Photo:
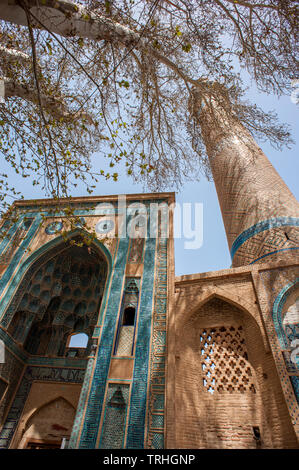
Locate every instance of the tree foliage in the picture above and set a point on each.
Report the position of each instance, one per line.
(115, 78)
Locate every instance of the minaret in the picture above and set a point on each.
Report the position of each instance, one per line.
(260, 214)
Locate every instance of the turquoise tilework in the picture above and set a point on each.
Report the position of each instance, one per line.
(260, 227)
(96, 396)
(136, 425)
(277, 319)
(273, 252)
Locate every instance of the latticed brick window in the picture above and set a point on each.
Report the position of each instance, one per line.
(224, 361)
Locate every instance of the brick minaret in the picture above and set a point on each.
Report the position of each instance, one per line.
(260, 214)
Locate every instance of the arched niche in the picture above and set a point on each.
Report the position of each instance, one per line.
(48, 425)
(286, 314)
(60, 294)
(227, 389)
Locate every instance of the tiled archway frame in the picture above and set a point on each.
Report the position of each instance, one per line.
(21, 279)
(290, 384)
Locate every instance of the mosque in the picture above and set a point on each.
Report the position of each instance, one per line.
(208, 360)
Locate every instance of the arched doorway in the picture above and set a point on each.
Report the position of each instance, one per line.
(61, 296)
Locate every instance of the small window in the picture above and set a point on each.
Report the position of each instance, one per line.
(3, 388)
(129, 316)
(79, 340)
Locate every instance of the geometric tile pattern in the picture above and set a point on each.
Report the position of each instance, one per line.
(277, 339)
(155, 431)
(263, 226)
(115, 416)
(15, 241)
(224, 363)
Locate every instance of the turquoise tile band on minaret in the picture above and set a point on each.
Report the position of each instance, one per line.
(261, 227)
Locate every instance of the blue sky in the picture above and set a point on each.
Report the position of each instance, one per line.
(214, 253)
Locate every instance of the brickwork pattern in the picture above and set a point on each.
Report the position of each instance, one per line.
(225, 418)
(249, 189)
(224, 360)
=======
Pictures do not belong in the copy. Output all of the records exactly.

Photo:
Locate every instance of the tree foliage in the picture above and set a point on each.
Report the position of each instance, one per line.
(115, 78)
Locate every instance of the minaret in the picture above and set a point on each.
Report the position of each instance, one per line.
(260, 214)
Locate every instance of the turquoise tilework in the picture above and set a point on each.
Report the position of each instance, one per line.
(260, 227)
(96, 396)
(136, 425)
(277, 319)
(273, 252)
Locate every instance of the latticed brick window in the picture above and set a point on each.
Report the position of each instance, one per line.
(224, 361)
Locate every instance of the brick minaret in the picture above and set a point on each.
Report the position of each instance, one per line.
(260, 214)
Locate every instance of the arched niche in the picture above and set a point on each.
Report the position of each instance, one per line.
(48, 425)
(286, 314)
(60, 294)
(227, 389)
Locate every instance of the tiled archway frame in the picture above and set a point on each.
Report the position of each instance, one per line.
(21, 279)
(290, 384)
Locate every instance of the mosque in the picture above and set a point on each.
Report the position of each instance, one per line.
(208, 360)
Locate every instance of the arched doorway in the picture above and set a point on each.
Report the position of each instance, one per line.
(61, 296)
Locate every instance of the small window in the picture above and set a point on each.
Report the position of each instance, one per line.
(3, 388)
(129, 316)
(79, 340)
Locate every instance of the geometric tile pattern in the picture above and set a point on each.
Report the position of each instance, one per line.
(277, 339)
(155, 431)
(263, 226)
(115, 416)
(15, 241)
(224, 363)
Locate every instance of the turquoise tile band on minaret in the picture above and set a point on each.
Report the position of each instance, one per line.
(261, 227)
Locate every instance of the blue sky in the picture above and set a point on each.
Report the position of each instance, one per line.
(214, 253)
Locate every instance of the brickwork pattern in the picture above and set a point on each.
Report the position of each instance, one per line.
(225, 418)
(249, 189)
(224, 360)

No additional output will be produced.